## Begin The records

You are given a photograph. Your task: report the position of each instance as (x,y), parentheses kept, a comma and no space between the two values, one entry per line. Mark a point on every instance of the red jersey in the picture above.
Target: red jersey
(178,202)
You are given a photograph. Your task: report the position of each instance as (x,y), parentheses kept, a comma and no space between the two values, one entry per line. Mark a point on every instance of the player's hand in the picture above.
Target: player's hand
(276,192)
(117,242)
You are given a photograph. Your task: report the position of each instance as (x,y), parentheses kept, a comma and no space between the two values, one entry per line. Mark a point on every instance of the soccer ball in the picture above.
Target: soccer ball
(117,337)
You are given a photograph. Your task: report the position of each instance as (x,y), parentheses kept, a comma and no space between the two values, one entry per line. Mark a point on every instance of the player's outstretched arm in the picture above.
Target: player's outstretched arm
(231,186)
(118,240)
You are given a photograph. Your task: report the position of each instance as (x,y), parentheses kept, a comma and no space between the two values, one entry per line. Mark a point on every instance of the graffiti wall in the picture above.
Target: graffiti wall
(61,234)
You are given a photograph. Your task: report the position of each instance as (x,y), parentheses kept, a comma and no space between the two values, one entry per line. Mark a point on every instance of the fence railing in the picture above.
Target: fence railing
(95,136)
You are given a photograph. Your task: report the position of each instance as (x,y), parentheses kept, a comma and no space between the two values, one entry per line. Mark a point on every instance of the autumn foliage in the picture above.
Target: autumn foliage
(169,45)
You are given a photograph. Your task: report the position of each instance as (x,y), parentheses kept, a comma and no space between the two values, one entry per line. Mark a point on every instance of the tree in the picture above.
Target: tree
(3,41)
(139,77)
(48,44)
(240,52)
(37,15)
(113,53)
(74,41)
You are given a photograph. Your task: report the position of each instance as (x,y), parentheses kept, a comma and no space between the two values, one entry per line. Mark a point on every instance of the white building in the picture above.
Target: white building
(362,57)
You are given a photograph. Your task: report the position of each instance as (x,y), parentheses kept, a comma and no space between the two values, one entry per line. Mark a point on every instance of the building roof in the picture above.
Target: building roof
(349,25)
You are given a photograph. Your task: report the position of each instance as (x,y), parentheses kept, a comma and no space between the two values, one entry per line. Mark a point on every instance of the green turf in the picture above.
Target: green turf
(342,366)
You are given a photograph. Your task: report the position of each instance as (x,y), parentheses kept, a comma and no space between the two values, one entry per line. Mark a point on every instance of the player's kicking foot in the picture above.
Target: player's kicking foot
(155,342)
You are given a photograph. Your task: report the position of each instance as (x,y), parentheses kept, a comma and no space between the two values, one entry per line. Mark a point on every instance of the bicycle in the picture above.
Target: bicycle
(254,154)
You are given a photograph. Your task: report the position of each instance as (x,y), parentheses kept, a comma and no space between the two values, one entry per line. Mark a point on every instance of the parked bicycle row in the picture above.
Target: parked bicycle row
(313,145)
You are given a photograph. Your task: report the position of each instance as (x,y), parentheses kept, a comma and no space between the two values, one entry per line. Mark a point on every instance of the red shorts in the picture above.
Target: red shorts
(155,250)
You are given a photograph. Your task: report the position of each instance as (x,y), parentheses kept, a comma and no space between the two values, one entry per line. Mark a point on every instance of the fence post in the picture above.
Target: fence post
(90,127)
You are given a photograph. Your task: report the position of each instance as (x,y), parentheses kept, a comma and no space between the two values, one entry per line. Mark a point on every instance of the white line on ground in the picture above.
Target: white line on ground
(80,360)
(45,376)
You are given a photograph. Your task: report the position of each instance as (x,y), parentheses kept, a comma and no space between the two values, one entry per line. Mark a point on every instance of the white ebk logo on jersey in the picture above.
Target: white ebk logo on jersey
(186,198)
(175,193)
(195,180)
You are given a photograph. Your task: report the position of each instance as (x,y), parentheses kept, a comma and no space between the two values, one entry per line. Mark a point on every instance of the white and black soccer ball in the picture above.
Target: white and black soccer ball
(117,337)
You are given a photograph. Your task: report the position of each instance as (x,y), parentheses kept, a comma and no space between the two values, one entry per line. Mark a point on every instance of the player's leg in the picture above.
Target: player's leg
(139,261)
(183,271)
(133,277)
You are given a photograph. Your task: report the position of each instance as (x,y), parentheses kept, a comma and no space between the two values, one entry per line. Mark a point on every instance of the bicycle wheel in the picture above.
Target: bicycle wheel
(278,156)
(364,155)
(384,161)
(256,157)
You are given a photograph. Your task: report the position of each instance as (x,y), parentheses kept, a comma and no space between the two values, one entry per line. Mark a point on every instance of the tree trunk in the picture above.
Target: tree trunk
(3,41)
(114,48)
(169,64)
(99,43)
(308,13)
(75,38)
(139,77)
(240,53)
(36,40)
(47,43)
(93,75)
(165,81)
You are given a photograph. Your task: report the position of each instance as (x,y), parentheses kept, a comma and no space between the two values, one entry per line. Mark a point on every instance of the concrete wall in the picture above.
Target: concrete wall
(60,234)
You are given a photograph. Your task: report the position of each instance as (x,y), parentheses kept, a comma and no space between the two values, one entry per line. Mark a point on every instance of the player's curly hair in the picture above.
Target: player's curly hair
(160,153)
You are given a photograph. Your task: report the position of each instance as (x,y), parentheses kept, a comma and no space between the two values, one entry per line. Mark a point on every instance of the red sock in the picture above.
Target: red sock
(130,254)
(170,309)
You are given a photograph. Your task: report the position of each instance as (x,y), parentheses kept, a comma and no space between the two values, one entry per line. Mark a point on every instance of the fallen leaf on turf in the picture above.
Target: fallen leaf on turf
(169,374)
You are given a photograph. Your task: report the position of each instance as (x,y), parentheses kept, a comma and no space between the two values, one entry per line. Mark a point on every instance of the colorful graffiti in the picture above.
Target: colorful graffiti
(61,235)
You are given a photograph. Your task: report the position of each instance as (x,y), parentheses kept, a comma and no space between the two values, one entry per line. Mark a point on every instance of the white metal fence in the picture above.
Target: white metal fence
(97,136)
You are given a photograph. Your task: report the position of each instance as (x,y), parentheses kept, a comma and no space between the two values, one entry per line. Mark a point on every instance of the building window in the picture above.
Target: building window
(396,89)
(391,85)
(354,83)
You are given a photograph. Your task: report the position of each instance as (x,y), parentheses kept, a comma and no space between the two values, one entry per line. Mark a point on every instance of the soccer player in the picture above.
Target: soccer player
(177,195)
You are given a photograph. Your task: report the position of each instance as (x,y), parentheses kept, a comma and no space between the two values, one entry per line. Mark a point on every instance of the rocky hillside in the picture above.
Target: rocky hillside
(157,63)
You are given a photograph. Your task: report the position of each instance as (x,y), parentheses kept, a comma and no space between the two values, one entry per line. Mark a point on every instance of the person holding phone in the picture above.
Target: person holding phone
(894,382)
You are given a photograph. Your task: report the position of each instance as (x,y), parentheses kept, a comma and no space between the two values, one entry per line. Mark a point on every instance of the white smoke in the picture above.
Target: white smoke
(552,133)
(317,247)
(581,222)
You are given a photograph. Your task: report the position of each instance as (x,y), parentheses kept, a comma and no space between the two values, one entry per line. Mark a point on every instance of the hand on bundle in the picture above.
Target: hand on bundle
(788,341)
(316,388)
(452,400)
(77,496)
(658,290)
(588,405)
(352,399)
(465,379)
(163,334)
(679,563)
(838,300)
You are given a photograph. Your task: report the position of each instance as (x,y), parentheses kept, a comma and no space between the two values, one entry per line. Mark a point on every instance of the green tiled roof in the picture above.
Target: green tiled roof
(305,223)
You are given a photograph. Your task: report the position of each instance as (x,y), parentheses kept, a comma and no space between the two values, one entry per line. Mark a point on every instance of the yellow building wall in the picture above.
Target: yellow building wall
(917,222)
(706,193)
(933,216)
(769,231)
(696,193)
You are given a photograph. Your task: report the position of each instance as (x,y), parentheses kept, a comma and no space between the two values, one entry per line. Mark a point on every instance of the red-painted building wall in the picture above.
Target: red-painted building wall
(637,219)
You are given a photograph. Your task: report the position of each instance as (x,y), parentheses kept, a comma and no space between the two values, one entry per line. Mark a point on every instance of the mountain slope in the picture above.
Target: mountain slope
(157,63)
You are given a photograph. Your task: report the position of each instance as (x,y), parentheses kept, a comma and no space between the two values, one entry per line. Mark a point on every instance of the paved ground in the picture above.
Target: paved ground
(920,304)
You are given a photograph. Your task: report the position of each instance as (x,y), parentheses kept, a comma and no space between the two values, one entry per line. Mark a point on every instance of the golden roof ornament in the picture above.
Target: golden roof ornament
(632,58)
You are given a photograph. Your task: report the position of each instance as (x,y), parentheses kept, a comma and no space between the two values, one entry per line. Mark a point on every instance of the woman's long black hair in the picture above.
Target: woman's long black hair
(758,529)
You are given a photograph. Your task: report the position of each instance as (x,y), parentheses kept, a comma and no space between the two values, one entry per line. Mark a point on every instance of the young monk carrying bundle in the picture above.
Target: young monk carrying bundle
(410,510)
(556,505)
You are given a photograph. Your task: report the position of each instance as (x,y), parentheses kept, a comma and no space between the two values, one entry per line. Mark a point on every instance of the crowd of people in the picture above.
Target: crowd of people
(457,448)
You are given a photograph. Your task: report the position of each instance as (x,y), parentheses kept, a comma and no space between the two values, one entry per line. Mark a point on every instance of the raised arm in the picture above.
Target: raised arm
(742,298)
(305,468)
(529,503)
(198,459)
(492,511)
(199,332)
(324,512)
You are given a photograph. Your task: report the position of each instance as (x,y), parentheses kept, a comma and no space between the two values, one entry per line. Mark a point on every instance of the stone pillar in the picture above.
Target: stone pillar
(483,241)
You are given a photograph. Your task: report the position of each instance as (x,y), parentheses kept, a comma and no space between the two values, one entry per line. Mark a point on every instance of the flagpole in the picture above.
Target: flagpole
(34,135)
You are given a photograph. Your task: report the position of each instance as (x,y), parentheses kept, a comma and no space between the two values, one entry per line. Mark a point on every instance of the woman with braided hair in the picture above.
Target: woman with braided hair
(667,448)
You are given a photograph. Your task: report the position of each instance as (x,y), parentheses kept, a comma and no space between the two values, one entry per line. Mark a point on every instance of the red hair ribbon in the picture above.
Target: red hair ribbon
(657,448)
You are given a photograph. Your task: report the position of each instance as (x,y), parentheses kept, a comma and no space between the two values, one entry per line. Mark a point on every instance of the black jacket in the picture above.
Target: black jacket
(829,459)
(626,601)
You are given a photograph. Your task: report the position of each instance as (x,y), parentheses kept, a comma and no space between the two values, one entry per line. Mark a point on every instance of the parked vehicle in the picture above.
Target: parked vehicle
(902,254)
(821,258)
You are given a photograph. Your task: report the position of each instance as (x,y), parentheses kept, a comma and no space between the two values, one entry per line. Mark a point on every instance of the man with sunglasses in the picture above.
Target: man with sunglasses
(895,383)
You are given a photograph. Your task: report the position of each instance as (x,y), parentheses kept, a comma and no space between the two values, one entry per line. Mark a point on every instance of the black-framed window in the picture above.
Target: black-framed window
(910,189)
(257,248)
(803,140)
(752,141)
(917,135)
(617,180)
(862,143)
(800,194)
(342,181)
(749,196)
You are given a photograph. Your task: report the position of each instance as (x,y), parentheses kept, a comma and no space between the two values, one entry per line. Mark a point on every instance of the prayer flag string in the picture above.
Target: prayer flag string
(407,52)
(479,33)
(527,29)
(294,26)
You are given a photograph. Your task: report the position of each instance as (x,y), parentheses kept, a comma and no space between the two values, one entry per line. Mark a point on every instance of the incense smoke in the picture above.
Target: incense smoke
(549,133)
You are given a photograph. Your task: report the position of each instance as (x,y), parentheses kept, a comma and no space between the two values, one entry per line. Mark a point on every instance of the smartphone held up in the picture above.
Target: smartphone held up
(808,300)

## End The records

What to do: Starting with the line that contains "sunglasses in the picture above.", print each line through the last one in the listing. Include both end lines and add nothing.

The result:
You are given a photograph. Your task: report the position of each instance as (x,y), parentheses kept, a comma and no space between the two values, one entry per line. Mark a point on every instance of the man with sunglasses in the picture above.
Target: man with sunglasses
(895,383)
You are given a photograph. Your task: report the position of each instance as (x,y), parentheses kept, a comma and no space between the two values, one entry per line. Mark a point on every instance of the black-framed window in the picture above.
Target: black-framed window
(910,189)
(257,248)
(803,140)
(752,141)
(917,135)
(617,180)
(862,143)
(800,194)
(342,181)
(749,196)
You are given a photograph. Your task: report the position of each instance as (x,y), parentheses kept, a comma and no space between the two values, one entry per line. Mark a point on every instance of the prayer flag string in the picture above.
Target: prayer flag string
(407,52)
(479,33)
(527,29)
(294,26)
You are given a photograph. Your task: report the position of each instance as (x,y), parentheses kept, a comma and no space between the two values, one entry per line. Mark a point on every instance of the incense smoke in the picture above.
Target: incense smoke
(549,133)
You are given a photograph. Your task: report the position of each instance as (x,y), parentheses kept, a comma and no space between the two values, one entry per line. Mark a point on every instance of the smartphone held up in the picture above.
Target: smartphone held up
(808,300)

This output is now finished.